* [SUPPLIED RECORDS]:
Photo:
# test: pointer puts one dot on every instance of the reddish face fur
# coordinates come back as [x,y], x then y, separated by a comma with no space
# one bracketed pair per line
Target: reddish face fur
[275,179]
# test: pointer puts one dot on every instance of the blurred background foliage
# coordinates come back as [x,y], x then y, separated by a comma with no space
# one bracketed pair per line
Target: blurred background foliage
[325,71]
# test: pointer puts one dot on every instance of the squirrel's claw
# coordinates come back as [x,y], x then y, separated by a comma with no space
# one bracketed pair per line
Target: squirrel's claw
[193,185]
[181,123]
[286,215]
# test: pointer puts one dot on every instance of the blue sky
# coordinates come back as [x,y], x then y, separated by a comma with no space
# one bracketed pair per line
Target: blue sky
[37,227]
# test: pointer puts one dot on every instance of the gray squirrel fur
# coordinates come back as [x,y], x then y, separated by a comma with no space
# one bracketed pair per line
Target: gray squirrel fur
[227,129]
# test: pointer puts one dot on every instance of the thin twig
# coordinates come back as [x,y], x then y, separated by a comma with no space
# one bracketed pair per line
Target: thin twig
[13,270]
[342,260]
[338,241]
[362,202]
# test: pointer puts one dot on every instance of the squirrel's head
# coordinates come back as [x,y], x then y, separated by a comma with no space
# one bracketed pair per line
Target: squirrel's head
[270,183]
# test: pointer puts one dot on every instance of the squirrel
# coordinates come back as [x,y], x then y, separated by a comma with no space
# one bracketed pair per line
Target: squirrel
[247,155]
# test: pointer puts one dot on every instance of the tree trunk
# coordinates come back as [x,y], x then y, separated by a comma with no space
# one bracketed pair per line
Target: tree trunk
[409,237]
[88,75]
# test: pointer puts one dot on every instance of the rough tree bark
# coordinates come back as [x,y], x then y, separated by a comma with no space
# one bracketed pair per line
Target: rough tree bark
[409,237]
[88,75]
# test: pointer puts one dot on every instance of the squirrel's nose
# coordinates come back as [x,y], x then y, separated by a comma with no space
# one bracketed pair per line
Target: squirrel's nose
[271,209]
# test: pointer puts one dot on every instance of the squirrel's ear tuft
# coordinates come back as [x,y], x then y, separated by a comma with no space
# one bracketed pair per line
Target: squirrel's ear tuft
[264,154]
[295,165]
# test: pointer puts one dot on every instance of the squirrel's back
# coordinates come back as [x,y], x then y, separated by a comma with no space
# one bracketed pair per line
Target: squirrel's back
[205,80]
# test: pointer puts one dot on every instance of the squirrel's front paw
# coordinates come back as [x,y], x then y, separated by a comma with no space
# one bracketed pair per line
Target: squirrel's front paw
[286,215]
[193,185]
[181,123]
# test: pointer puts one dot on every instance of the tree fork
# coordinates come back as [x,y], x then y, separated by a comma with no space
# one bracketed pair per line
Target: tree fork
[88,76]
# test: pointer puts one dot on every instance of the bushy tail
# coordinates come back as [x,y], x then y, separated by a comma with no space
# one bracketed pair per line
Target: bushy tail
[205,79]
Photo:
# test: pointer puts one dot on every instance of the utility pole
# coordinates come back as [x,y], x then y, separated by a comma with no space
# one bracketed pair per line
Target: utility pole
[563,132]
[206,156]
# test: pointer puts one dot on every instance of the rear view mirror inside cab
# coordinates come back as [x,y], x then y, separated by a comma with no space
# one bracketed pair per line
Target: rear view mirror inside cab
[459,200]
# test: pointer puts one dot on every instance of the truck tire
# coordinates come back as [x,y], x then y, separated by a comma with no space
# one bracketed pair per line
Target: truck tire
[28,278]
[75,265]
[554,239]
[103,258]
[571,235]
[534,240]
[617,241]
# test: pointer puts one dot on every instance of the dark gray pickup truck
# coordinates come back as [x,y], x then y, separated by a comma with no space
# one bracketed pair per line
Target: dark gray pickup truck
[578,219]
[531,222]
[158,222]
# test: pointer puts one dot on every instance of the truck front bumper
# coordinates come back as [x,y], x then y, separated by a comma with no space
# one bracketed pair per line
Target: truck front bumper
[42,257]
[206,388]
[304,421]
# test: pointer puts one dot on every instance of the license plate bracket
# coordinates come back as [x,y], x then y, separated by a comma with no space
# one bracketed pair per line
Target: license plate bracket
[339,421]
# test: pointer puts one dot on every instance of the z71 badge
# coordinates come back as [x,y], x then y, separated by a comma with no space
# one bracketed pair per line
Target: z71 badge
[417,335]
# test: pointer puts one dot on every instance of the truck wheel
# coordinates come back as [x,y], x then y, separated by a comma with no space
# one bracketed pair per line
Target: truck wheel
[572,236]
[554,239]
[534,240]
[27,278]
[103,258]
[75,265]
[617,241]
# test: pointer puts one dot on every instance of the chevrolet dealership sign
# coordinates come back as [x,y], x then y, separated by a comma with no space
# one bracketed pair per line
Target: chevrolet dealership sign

* [WHAT TO WORK ON]: For every line in the data above that has the string "dealership", return that line.

* [PROBLEM SOLUTION]:
# test: pointer puts one dot on every instance of the chevrolet dealership sign
Target: chevrolet dealership sign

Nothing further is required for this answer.